Task to complete -> Count how many lines of the records below contain the string "tire", with matching that is sensitive to case. Reply with the number alone.

Listing ->
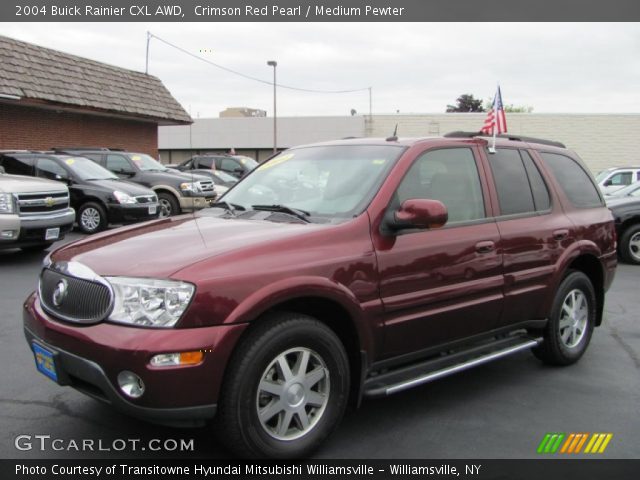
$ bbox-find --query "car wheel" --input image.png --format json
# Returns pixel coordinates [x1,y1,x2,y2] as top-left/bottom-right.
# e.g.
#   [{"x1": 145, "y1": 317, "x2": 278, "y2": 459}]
[
  {"x1": 533, "y1": 271, "x2": 596, "y2": 365},
  {"x1": 78, "y1": 202, "x2": 107, "y2": 234},
  {"x1": 158, "y1": 192, "x2": 180, "y2": 218},
  {"x1": 619, "y1": 224, "x2": 640, "y2": 265},
  {"x1": 20, "y1": 242, "x2": 53, "y2": 252},
  {"x1": 217, "y1": 313, "x2": 349, "y2": 458}
]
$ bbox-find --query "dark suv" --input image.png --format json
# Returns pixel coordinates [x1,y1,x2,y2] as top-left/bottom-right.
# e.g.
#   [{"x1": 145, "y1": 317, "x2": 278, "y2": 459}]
[
  {"x1": 172, "y1": 153, "x2": 259, "y2": 178},
  {"x1": 56, "y1": 148, "x2": 216, "y2": 217},
  {"x1": 24, "y1": 133, "x2": 617, "y2": 457},
  {"x1": 0, "y1": 152, "x2": 159, "y2": 233}
]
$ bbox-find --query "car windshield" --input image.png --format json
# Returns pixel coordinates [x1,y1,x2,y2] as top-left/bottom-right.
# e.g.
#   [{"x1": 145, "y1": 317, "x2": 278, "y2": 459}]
[
  {"x1": 131, "y1": 153, "x2": 167, "y2": 172},
  {"x1": 611, "y1": 182, "x2": 640, "y2": 197},
  {"x1": 62, "y1": 157, "x2": 118, "y2": 180},
  {"x1": 211, "y1": 170, "x2": 238, "y2": 183},
  {"x1": 222, "y1": 145, "x2": 404, "y2": 218}
]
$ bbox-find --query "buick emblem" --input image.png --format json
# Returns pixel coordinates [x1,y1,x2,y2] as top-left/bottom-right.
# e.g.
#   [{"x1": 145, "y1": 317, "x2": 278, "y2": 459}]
[{"x1": 53, "y1": 279, "x2": 69, "y2": 307}]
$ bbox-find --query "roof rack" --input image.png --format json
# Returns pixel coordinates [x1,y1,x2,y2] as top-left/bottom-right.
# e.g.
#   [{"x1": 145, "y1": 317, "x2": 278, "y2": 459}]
[{"x1": 443, "y1": 130, "x2": 567, "y2": 148}]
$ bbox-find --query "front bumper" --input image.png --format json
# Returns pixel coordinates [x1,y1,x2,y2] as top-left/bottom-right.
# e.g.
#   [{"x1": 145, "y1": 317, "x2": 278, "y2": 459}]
[
  {"x1": 180, "y1": 196, "x2": 216, "y2": 212},
  {"x1": 109, "y1": 203, "x2": 160, "y2": 223},
  {"x1": 0, "y1": 208, "x2": 76, "y2": 248},
  {"x1": 23, "y1": 293, "x2": 246, "y2": 426}
]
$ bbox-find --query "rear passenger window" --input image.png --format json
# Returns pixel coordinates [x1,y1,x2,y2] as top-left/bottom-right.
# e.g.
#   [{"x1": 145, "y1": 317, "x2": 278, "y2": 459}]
[
  {"x1": 396, "y1": 148, "x2": 485, "y2": 223},
  {"x1": 520, "y1": 150, "x2": 551, "y2": 212},
  {"x1": 540, "y1": 152, "x2": 603, "y2": 208},
  {"x1": 489, "y1": 148, "x2": 536, "y2": 215}
]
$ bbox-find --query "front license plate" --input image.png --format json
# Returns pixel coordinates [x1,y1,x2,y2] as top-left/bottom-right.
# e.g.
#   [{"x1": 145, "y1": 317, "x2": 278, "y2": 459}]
[
  {"x1": 44, "y1": 227, "x2": 60, "y2": 240},
  {"x1": 31, "y1": 342, "x2": 58, "y2": 382}
]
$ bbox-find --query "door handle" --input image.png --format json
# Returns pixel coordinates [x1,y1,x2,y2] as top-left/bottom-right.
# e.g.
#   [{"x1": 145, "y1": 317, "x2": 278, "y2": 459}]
[
  {"x1": 553, "y1": 228, "x2": 569, "y2": 242},
  {"x1": 476, "y1": 240, "x2": 496, "y2": 253}
]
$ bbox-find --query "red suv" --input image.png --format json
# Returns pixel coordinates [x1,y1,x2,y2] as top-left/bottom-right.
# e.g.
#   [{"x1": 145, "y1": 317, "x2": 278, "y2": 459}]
[{"x1": 24, "y1": 132, "x2": 616, "y2": 458}]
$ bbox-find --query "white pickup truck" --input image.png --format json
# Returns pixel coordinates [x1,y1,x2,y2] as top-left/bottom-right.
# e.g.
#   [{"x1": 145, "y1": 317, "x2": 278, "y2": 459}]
[{"x1": 0, "y1": 167, "x2": 76, "y2": 251}]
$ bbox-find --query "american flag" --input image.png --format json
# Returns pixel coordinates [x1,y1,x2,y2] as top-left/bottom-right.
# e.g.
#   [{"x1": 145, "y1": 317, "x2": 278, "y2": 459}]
[{"x1": 480, "y1": 85, "x2": 507, "y2": 135}]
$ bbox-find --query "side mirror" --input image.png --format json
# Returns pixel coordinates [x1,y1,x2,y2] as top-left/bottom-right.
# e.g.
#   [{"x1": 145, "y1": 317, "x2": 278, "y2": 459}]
[{"x1": 383, "y1": 198, "x2": 449, "y2": 232}]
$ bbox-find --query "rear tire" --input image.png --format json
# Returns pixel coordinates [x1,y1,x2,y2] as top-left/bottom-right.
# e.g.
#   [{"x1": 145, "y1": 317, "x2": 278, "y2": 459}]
[
  {"x1": 216, "y1": 313, "x2": 349, "y2": 458},
  {"x1": 532, "y1": 271, "x2": 596, "y2": 365},
  {"x1": 77, "y1": 202, "x2": 107, "y2": 234},
  {"x1": 619, "y1": 224, "x2": 640, "y2": 265}
]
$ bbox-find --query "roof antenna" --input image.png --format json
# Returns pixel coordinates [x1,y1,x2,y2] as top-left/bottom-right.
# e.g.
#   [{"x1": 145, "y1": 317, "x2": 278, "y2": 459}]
[{"x1": 387, "y1": 123, "x2": 398, "y2": 142}]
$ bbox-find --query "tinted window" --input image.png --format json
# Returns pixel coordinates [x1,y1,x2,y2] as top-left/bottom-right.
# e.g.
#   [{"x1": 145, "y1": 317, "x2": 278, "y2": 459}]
[
  {"x1": 520, "y1": 150, "x2": 551, "y2": 211},
  {"x1": 0, "y1": 157, "x2": 33, "y2": 175},
  {"x1": 196, "y1": 157, "x2": 213, "y2": 168},
  {"x1": 220, "y1": 158, "x2": 240, "y2": 172},
  {"x1": 107, "y1": 155, "x2": 133, "y2": 172},
  {"x1": 489, "y1": 149, "x2": 536, "y2": 215},
  {"x1": 396, "y1": 148, "x2": 485, "y2": 222},
  {"x1": 37, "y1": 158, "x2": 69, "y2": 180},
  {"x1": 540, "y1": 152, "x2": 603, "y2": 208},
  {"x1": 607, "y1": 172, "x2": 633, "y2": 187}
]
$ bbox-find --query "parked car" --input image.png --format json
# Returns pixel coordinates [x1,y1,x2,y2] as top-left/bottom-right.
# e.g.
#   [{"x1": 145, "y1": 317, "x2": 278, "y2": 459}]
[
  {"x1": 596, "y1": 167, "x2": 640, "y2": 195},
  {"x1": 0, "y1": 152, "x2": 159, "y2": 234},
  {"x1": 24, "y1": 132, "x2": 617, "y2": 457},
  {"x1": 605, "y1": 181, "x2": 640, "y2": 200},
  {"x1": 0, "y1": 166, "x2": 75, "y2": 251},
  {"x1": 57, "y1": 148, "x2": 216, "y2": 218},
  {"x1": 167, "y1": 161, "x2": 238, "y2": 197},
  {"x1": 169, "y1": 153, "x2": 259, "y2": 178},
  {"x1": 607, "y1": 190, "x2": 640, "y2": 265}
]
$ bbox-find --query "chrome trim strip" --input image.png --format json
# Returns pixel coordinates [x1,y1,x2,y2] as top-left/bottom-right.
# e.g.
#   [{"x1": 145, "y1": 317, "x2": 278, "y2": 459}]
[{"x1": 385, "y1": 338, "x2": 542, "y2": 395}]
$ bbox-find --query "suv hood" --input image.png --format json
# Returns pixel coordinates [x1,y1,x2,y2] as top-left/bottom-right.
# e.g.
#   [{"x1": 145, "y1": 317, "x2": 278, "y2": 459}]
[
  {"x1": 51, "y1": 215, "x2": 327, "y2": 278},
  {"x1": 0, "y1": 173, "x2": 67, "y2": 193}
]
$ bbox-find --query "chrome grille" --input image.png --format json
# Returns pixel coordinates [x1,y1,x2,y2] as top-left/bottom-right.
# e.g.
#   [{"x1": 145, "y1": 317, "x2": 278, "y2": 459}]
[
  {"x1": 135, "y1": 195, "x2": 158, "y2": 203},
  {"x1": 39, "y1": 264, "x2": 113, "y2": 324},
  {"x1": 15, "y1": 192, "x2": 69, "y2": 217},
  {"x1": 198, "y1": 180, "x2": 213, "y2": 193}
]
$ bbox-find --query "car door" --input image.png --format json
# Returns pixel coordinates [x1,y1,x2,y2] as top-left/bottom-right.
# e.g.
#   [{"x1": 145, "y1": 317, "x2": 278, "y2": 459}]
[
  {"x1": 483, "y1": 148, "x2": 574, "y2": 326},
  {"x1": 376, "y1": 146, "x2": 503, "y2": 357}
]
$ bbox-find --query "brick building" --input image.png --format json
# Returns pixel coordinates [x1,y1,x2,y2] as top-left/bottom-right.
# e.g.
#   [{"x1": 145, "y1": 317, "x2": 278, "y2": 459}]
[{"x1": 0, "y1": 36, "x2": 192, "y2": 157}]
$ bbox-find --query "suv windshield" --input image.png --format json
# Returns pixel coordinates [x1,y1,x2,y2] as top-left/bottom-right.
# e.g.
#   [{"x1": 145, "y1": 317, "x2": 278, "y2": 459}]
[
  {"x1": 218, "y1": 145, "x2": 404, "y2": 218},
  {"x1": 131, "y1": 153, "x2": 167, "y2": 172},
  {"x1": 62, "y1": 157, "x2": 118, "y2": 180}
]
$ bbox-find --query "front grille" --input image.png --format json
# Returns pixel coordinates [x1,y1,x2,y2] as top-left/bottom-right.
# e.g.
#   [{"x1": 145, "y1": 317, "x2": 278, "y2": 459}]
[
  {"x1": 16, "y1": 192, "x2": 69, "y2": 217},
  {"x1": 136, "y1": 195, "x2": 158, "y2": 203},
  {"x1": 198, "y1": 181, "x2": 214, "y2": 193},
  {"x1": 40, "y1": 268, "x2": 113, "y2": 323}
]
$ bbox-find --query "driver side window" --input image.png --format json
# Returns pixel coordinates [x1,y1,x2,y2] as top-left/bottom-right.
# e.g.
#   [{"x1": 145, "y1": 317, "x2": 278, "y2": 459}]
[{"x1": 395, "y1": 148, "x2": 486, "y2": 223}]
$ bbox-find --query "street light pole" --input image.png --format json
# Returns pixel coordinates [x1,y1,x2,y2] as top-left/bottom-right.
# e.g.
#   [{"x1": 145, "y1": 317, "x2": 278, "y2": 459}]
[{"x1": 267, "y1": 60, "x2": 278, "y2": 153}]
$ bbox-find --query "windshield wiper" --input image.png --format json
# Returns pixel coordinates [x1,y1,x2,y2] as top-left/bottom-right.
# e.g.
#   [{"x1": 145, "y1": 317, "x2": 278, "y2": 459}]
[
  {"x1": 211, "y1": 200, "x2": 246, "y2": 215},
  {"x1": 251, "y1": 205, "x2": 311, "y2": 223}
]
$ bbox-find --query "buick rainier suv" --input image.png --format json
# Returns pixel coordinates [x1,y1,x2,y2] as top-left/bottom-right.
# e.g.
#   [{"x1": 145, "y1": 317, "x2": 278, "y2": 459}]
[{"x1": 24, "y1": 132, "x2": 616, "y2": 458}]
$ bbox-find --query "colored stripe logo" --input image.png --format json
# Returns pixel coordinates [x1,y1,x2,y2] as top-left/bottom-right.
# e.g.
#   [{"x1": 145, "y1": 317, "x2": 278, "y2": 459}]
[{"x1": 537, "y1": 433, "x2": 613, "y2": 454}]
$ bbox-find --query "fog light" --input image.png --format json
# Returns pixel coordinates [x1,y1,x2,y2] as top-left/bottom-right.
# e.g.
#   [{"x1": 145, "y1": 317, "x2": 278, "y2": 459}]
[
  {"x1": 151, "y1": 350, "x2": 204, "y2": 367},
  {"x1": 118, "y1": 370, "x2": 144, "y2": 398}
]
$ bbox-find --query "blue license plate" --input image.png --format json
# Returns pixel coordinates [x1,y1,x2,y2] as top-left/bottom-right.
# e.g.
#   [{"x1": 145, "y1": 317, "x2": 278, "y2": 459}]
[{"x1": 31, "y1": 342, "x2": 58, "y2": 382}]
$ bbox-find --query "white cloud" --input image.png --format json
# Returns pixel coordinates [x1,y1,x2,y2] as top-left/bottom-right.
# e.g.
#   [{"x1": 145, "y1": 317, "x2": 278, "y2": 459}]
[{"x1": 0, "y1": 23, "x2": 640, "y2": 117}]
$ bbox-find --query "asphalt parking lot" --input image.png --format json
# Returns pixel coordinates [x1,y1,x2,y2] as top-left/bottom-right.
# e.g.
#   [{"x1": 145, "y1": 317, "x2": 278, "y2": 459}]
[{"x1": 0, "y1": 233, "x2": 640, "y2": 459}]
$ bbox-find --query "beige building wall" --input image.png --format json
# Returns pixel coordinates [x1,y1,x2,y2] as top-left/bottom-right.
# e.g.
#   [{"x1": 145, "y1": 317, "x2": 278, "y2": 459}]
[{"x1": 367, "y1": 113, "x2": 640, "y2": 174}]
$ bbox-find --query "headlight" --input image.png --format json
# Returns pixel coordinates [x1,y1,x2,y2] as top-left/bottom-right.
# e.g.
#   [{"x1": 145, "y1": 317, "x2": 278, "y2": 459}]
[
  {"x1": 105, "y1": 277, "x2": 195, "y2": 328},
  {"x1": 180, "y1": 182, "x2": 200, "y2": 193},
  {"x1": 113, "y1": 190, "x2": 138, "y2": 203},
  {"x1": 0, "y1": 193, "x2": 13, "y2": 213}
]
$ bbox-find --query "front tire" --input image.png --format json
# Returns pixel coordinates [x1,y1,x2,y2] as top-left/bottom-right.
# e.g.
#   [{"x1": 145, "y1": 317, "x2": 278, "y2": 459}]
[
  {"x1": 77, "y1": 202, "x2": 107, "y2": 234},
  {"x1": 533, "y1": 271, "x2": 596, "y2": 365},
  {"x1": 620, "y1": 224, "x2": 640, "y2": 265},
  {"x1": 217, "y1": 313, "x2": 350, "y2": 458}
]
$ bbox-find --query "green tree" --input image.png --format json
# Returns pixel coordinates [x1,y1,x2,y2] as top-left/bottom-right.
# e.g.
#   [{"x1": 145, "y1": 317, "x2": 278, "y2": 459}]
[{"x1": 447, "y1": 93, "x2": 485, "y2": 113}]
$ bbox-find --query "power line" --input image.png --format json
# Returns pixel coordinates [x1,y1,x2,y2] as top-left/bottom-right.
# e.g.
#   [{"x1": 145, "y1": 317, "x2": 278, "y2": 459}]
[{"x1": 147, "y1": 32, "x2": 371, "y2": 93}]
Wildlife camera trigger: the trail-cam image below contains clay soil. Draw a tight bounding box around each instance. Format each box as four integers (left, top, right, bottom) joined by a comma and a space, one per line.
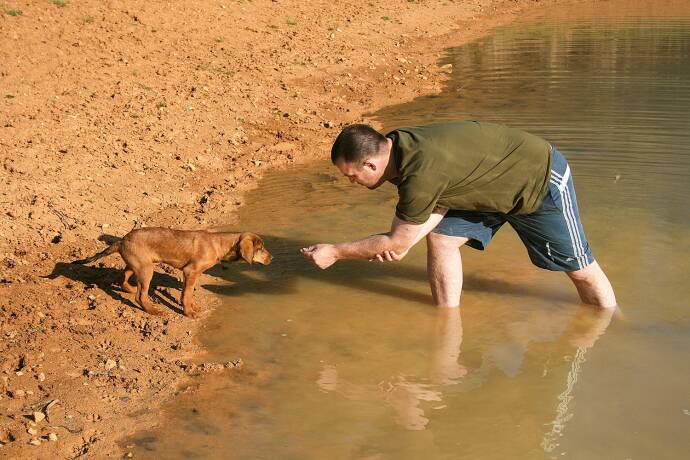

Task answer -> 2